(Dataset rows on where objects appear)
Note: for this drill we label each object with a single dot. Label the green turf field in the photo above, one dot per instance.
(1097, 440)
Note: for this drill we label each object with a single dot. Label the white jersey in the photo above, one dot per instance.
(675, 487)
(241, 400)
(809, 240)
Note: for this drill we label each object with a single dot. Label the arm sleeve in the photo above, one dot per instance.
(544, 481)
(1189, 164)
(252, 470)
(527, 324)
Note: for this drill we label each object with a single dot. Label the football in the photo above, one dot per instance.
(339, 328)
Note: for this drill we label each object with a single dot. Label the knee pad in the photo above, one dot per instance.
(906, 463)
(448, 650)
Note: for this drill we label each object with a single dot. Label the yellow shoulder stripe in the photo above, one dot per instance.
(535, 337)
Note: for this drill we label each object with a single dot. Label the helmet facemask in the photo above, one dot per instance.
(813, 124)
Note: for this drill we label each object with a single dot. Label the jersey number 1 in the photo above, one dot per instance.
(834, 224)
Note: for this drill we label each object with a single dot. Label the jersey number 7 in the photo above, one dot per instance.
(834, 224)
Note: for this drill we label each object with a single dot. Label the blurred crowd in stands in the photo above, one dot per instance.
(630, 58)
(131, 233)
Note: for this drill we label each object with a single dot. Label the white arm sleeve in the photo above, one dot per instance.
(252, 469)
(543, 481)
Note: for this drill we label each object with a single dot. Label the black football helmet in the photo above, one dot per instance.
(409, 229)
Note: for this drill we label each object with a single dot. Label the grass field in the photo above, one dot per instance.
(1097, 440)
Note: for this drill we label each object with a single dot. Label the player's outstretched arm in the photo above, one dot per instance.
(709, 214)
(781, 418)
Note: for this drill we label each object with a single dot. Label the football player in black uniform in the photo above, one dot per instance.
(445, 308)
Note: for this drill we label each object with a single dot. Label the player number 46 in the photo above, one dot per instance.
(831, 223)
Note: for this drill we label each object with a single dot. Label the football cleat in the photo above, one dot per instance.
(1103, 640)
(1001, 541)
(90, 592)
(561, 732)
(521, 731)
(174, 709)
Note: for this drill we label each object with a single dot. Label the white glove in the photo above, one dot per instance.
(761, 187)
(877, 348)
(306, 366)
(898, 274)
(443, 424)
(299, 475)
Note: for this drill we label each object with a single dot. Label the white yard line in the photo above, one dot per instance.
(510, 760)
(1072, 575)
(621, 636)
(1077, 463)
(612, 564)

--- Challenge ---
Reproduce the listing in full. Keep it exactly as written.

--- Answer to the exercise ---
Note: for this drill we label each object with a single dot. Label the green turf field in the photo above, one dot per instance.
(1097, 440)
Note: for this drill we label each object with a single dot. Label the white jersey in the photo above, one dot per instance.
(675, 487)
(241, 400)
(809, 240)
Note: for this drill we label each object with a single dot. Label the arm sleeve in the photo above, one dot per instance.
(544, 481)
(1189, 164)
(252, 470)
(527, 324)
Note: for this drill we label each object with a single dot. Label the football in the photo above, one dot per instance.
(339, 328)
Note: for this drill we label each object with a single dot. Label the knee pad in the photo above, one dot per instance.
(906, 463)
(448, 650)
Note: for this drill we label each object with a single dot. Label the yellow shoulder stripe in the photo above, one dot per instance.
(535, 337)
Note: for this drill we label each object with a single dot. Label the helmet facemask in the photo above, one dot per instance.
(813, 124)
Note: for this drill we label each object with a single dot. Label the jersey number 1 in the photo above, one dot per instance.
(834, 224)
Note: for this drill we label each object with a single dot. Label the jersey number 7 in the photo above, one dot per instance.
(834, 224)
Note: for this drill we label each object with a single dot. Label the blurred crowd in stands in the photo above, one dot per instance.
(630, 58)
(131, 233)
Note: for this drill we label each object with a single dot. Label the white arm sleeve in the photo above, one dot per instance.
(252, 469)
(543, 481)
Note: for this drill we label each object with a single dot. Label the black football helmet in the photo above, one dot per instance.
(409, 229)
Note: for this drill we label each object with a single dot. Label the grass field in the photo above, one dot per instance.
(1097, 440)
Note: for this drill we label each object with a single dot. Label the player's outstretched arm in the photo above, one dot per instance.
(709, 214)
(781, 418)
Note: for this drill we label each object with a single dot. Label the football player in black uniform in the photo above, one dot per instance.
(445, 308)
Note: for this drill we label each object with a single dot. Label the player number 46 in the photo above, one dot per instance.
(831, 223)
Note: for this drill we label each object with a single dot. Label the football cleat in the photo above, one dot per instance.
(1103, 640)
(1001, 541)
(90, 592)
(561, 732)
(521, 731)
(174, 709)
Note: for this drill we label each object with a single dot. Label the white glove in the photo above, one dot per instance.
(761, 187)
(877, 348)
(306, 366)
(898, 274)
(443, 424)
(299, 475)
Note: for this drill we label each object with a single dot. Label the white yard line in the photo above, one dot per instance.
(510, 760)
(1072, 575)
(621, 636)
(1077, 463)
(612, 564)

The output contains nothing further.